[Natural-language object grounding data]

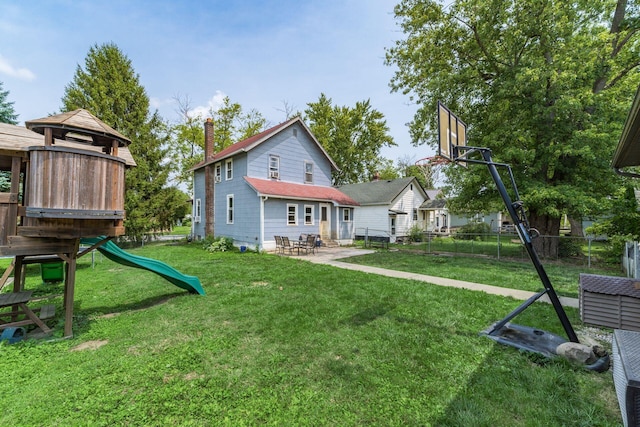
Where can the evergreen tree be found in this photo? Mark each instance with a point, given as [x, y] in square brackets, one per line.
[110, 89]
[7, 113]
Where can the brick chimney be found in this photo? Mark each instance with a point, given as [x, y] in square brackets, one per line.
[209, 228]
[208, 140]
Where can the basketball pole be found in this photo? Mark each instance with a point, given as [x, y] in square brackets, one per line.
[516, 211]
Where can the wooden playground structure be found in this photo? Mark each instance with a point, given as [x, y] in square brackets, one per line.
[67, 183]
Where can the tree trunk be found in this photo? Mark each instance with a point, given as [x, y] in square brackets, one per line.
[549, 228]
[576, 227]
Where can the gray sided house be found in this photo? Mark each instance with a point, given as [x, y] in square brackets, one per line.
[276, 183]
[388, 208]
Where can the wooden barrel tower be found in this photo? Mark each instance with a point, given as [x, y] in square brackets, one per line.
[67, 182]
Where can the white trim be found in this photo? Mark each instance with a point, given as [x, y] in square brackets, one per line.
[312, 215]
[197, 210]
[295, 212]
[304, 177]
[232, 210]
[228, 170]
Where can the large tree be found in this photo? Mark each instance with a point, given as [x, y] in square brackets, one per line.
[353, 137]
[545, 84]
[110, 89]
[7, 113]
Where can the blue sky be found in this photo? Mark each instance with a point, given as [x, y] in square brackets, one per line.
[262, 54]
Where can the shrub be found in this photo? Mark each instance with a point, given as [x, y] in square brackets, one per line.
[220, 244]
[415, 233]
[569, 247]
[474, 231]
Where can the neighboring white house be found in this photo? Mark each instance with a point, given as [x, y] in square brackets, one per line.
[388, 208]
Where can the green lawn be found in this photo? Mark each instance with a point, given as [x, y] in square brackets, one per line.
[280, 341]
[506, 273]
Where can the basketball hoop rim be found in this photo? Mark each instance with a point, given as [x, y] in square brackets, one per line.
[432, 161]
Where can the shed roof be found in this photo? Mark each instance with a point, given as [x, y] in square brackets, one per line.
[628, 150]
[80, 121]
[17, 138]
[434, 204]
[288, 190]
[382, 192]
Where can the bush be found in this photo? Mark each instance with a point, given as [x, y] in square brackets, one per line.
[220, 244]
[415, 233]
[474, 231]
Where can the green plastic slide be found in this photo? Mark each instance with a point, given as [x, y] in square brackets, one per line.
[115, 254]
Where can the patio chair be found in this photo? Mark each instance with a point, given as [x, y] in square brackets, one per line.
[309, 244]
[279, 245]
[286, 244]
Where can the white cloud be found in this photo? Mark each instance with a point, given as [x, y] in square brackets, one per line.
[213, 104]
[19, 73]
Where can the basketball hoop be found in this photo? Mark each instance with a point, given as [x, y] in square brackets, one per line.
[431, 168]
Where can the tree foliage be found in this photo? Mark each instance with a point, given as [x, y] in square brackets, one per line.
[353, 137]
[230, 123]
[7, 113]
[546, 85]
[110, 89]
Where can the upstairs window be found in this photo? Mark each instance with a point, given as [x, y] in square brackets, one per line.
[308, 173]
[229, 169]
[274, 167]
[197, 208]
[218, 173]
[292, 214]
[230, 209]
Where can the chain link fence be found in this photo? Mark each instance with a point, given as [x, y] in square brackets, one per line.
[577, 250]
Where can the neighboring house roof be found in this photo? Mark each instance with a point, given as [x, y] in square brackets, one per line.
[433, 194]
[434, 204]
[628, 150]
[381, 192]
[288, 190]
[252, 142]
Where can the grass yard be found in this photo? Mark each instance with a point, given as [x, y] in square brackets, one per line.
[489, 271]
[280, 341]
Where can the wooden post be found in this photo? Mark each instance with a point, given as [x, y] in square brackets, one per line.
[69, 288]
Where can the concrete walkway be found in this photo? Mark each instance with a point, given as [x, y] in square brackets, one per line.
[332, 256]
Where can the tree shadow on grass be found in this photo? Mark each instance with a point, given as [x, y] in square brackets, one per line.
[84, 317]
[514, 387]
[368, 315]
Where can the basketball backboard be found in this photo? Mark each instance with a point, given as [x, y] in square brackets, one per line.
[452, 133]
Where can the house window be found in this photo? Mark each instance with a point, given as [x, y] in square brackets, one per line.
[229, 169]
[274, 167]
[218, 173]
[292, 214]
[229, 208]
[308, 215]
[308, 173]
[196, 210]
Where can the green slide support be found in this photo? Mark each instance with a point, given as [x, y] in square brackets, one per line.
[115, 254]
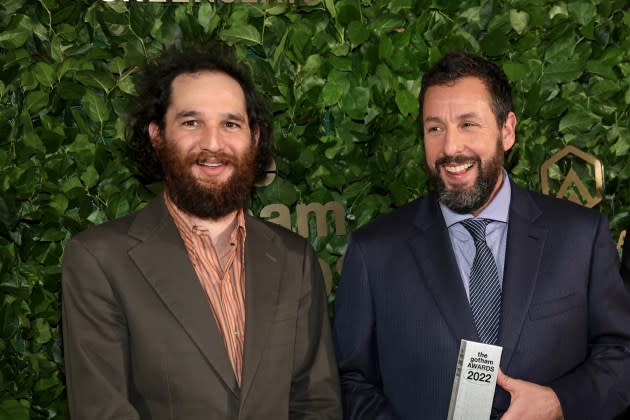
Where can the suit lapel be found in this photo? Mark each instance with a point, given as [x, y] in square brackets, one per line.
[264, 262]
[433, 252]
[525, 244]
[162, 258]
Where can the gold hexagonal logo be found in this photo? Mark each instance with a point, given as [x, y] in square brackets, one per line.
[581, 169]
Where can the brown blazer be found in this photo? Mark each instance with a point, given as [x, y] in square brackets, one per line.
[141, 341]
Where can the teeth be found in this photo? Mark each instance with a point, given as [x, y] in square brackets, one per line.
[459, 168]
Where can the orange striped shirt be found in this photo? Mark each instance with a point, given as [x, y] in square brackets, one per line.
[224, 286]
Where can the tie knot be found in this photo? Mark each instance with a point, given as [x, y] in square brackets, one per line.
[477, 228]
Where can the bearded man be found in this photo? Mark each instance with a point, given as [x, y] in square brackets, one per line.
[190, 308]
[551, 294]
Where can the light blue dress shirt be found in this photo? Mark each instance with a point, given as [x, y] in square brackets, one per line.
[496, 232]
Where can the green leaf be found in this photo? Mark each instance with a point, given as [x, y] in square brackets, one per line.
[95, 106]
[14, 38]
[577, 122]
[45, 74]
[407, 103]
[90, 177]
[516, 71]
[332, 93]
[519, 21]
[246, 33]
[562, 71]
[358, 33]
[13, 410]
[35, 101]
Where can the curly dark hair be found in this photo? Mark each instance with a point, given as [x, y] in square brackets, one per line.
[153, 87]
[456, 65]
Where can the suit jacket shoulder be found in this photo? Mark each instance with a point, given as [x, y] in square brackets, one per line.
[402, 222]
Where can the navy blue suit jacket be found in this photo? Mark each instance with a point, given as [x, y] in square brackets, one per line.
[401, 311]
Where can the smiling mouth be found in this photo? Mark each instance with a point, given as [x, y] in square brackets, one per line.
[211, 164]
[458, 169]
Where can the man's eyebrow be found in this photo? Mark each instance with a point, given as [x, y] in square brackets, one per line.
[187, 113]
[233, 116]
[468, 115]
[431, 118]
[194, 113]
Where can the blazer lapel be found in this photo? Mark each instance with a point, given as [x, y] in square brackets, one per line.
[264, 262]
[162, 257]
[525, 244]
[432, 249]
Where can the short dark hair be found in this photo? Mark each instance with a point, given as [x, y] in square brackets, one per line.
[456, 65]
[153, 88]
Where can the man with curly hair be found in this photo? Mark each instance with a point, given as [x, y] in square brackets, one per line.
[190, 308]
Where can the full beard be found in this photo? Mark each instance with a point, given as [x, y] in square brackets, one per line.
[465, 201]
[208, 200]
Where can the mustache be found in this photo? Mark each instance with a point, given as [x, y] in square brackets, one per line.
[459, 159]
[206, 156]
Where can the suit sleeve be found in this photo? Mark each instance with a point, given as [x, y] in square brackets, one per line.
[355, 337]
[625, 259]
[315, 384]
[95, 341]
[608, 360]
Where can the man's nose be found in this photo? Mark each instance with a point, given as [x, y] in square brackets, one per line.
[453, 142]
[211, 139]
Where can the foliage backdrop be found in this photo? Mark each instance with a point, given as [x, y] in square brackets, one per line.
[342, 78]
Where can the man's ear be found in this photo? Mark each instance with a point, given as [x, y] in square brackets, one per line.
[256, 135]
[154, 135]
[509, 132]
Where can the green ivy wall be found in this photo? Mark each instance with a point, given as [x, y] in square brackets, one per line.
[342, 78]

What you are asked to do:
Leaving out any images, restate every record word for word.

Response box:
Where can the evergreen tree be found in this photo? Mark each instance with a point, given as [x, y] in square brackets, one per line.
[110, 89]
[7, 113]
Where can the brick chimney be found in this photo? Mark each instance with a point, given as [x, y] in square brackets, one per line.
[209, 228]
[208, 140]
Where can the basketball pole be found in this photo? Mark each instance with a point, given as [x, y] in square brackets, one per line.
[516, 211]
Where can the wooden playground structure be found in this photo? Mark each instance with a point, given as [x, y] in square brackets, one per line.
[67, 183]
Where can the tree trunk be found in this photo? Mark each instance with a point, given as [x, y] in square brackets, one per line.
[549, 228]
[576, 227]
Where can the gray sided house be found in this photo? Mark each instance with a point, given as [x, y] in square brackets, one per line.
[276, 183]
[388, 208]
Where can the wooden barrel tower be found in this photo? Mark each instance with a point, given as [x, y] in square brackets, one per line.
[67, 182]
Where can the white trim be found in this photo? Mark each instance with a point, given as [x, y] in square brackets, one per line.
[312, 215]
[197, 210]
[295, 212]
[304, 177]
[232, 210]
[228, 170]
Where can the large tree be found in this photo? Mark each instance with a point, given as [x, y] in square brackets, one per line.
[353, 137]
[545, 84]
[110, 89]
[7, 113]
Where can the blue sky be found in this photo? Mark each instance with a point, given as [x, y] in square brackets, one per line.
[262, 54]
Where can the shrub be found in this photo? Mark each instance with a point, given as [x, y] in square brackets, one per line.
[220, 244]
[415, 233]
[569, 247]
[474, 231]
Where can the neighboring white house be found in this photo? Mark each instance with a point, given as [x, y] in square brackets, one per line.
[388, 208]
Where can the green lawn be found in this photo? Mark each instance with a point, given as [x, y] in square brackets, one per line.
[280, 341]
[506, 273]
Where can the basketball hoop rim be found in this photo? Mark each instance with a point, given as [x, y] in square brackets, one per line.
[432, 161]
Where can the shed roof be found in this photo? Mark each instance with a point, given as [x, y] in square brackets, one per line.
[628, 150]
[80, 121]
[17, 138]
[434, 204]
[288, 190]
[382, 192]
Where can the bush be found in this photo? Mark each instance with a point, given as [x, y] in square brackets, one per line.
[220, 244]
[415, 233]
[474, 231]
Where can the green plastic slide be found in this photo? Mark each instance with a point, given as [x, y] in square brackets, one per line.
[115, 254]
Where can the patio chair be found in this photo? Mark each instance with a point, given as [x, y] in square brackets, one per line.
[309, 244]
[279, 245]
[286, 244]
Where can the white cloud be found in this photo? Mark each instance with a point, given as [x, y] in square brackets, one per line.
[213, 104]
[19, 73]
Where can the basketball hoop be found in this photo? Mark each instance with a point, given as [x, y] in square brackets, one per line.
[431, 168]
Where can the tree foliage be found in this photo? Mark each instance with a point, given as [x, y] in square brackets, one per line.
[353, 137]
[230, 123]
[7, 113]
[546, 85]
[110, 89]
Where can the upstairs window be found in this photo? Mark each instance with a point, given as [x, y] in square brackets, one per line.
[308, 173]
[229, 169]
[274, 167]
[197, 208]
[218, 173]
[292, 214]
[230, 209]
Where can the chain link fence be found in this photo? Mark each instance with a point, given as [x, y] in square brackets, one per line.
[577, 250]
Where can the neighboring house roof be found in this photo? Mark each instance with a point, given as [x, y] in square brackets, one per line.
[433, 194]
[434, 204]
[628, 150]
[381, 192]
[288, 190]
[252, 142]
Where can the grass yard be found in this photo? Mark each instance with a point, given as [x, y] in square brackets, one per line.
[489, 271]
[280, 341]
Where can the wooden post be found in this photo? Mark each instance with a point, given as [x, y] in square brackets, one per line.
[69, 288]
Where can the concrete walkway be found in this photo? Mark each instance with a point, given as [x, y] in square brackets, one per line.
[332, 256]
Where can the tree shadow on grass be found in this photo? Mark each instance with a point, given as [x, y] in square brackets, one per line.
[84, 317]
[514, 387]
[368, 315]
Where can the basketball backboard be found in this photo? Mark each instance with a point, given as [x, y] in square brackets, one per line.
[452, 133]
Where can the house window be found in this photo? Mark each instance with a point, given as [x, y] in square brackets, one per line.
[229, 169]
[274, 167]
[218, 173]
[292, 214]
[229, 208]
[308, 215]
[308, 173]
[196, 210]
Where can the green slide support be found in this photo? Mark each instance with a point, given as [x, y] in square brackets, one per line.
[115, 254]
Where can the suit lapel be found in this photo? Mark each instance with a point, given as [x, y] in square brackets, one per line.
[264, 262]
[433, 252]
[525, 244]
[162, 258]
Where can the gold hexagonal logo be found in this photo? Mark each instance with a point, given as [x, y] in square brackets, one per line.
[581, 169]
Where can the brown blazer be found in this photo? Mark each instance with a point, given as [x, y] in square brackets, one per line.
[141, 341]
Where can the teeth be found in this photo? Mark each instance with a point, given as [x, y] in square brackets, one per line.
[459, 168]
Where can the orange striped shirt be found in this photo? Mark each instance with a point, given as [x, y] in square brackets, one per line.
[224, 286]
Where can the tie knot be found in this photo? Mark each instance with a point, given as [x, y] in square brackets, one per line.
[477, 228]
Where can the bearded man be found in this photo? Mark each instance with a point, given as [x, y] in square brackets, one per line.
[190, 308]
[551, 294]
Where can the light blue dress shirt be found in this photo? Mark each instance with a point, given as [x, y] in square brackets, one per line.
[496, 232]
Where can the green leaf be found in this photo? Mark each instance with a point, given as [x, y] in square brackets, one per line.
[95, 106]
[14, 38]
[577, 122]
[45, 74]
[407, 103]
[90, 177]
[516, 71]
[332, 93]
[519, 21]
[246, 33]
[562, 71]
[358, 33]
[13, 410]
[35, 101]
Where can the curly dark hair be found in this photo? Mark each instance with a point, given as [x, y] in square brackets, one per line.
[153, 87]
[456, 65]
Where can the suit jacket shoulder be found in this photo? Mark each instance with a point, given as [x, y] in square brackets, one per line.
[402, 222]
Where can the navy blue suit jacket be found in this photo? Mark each instance with a point, given as [x, y] in square brackets, one per line.
[401, 311]
Where can the smiling mouth be found in this photo? Mark each instance with a point, given as [x, y] in square brackets, one per line.
[211, 164]
[458, 169]
Where can the man's eyebrow be found in this photo? Mark each instance with a point, given as [x, y] in square brackets, one per line.
[187, 113]
[233, 116]
[468, 115]
[431, 118]
[194, 113]
Where can the blazer lapel be found in this photo? Mark each instance with a point, given as [x, y] in square brackets, one per line.
[264, 262]
[162, 257]
[525, 244]
[432, 249]
Where can the short dark hair be found in this photo? Mark each instance with a point, given as [x, y] in square brackets, one per line.
[456, 65]
[153, 88]
Where can the man with curly hair be found in this photo? Mark each instance with a point, given as [x, y] in square brackets, one per line.
[190, 308]
Where can the full beard be found in this photo? Mark each instance with a point, given as [x, y] in square brackets, one per line.
[465, 201]
[208, 200]
Where can the mustache be found in this photo? Mark each instance with a point, given as [x, y] in square brackets, one per line.
[459, 159]
[206, 156]
Where can the suit sleeve be found in this photo? Mark each instance with a point, given as [x, y] in square brackets, one per line.
[355, 337]
[625, 259]
[315, 384]
[95, 341]
[608, 360]
Where can the man's nose be found in this photo? Mark each instance with a point, given as [x, y] in square brackets, one per line.
[453, 142]
[211, 139]
Where can the foliage backdrop be found in this photo? Mark each instance with a point, given as [x, y] in square brackets, one per line.
[342, 78]
Where can the man's ear be found in this photo? Mark each instance with a point, given as [x, y] in square brackets, one per line.
[256, 135]
[154, 135]
[509, 132]
Where can the green ivy wall be found in this photo? Mark each instance with a point, given as [x, y] in square brackets, one per line.
[342, 78]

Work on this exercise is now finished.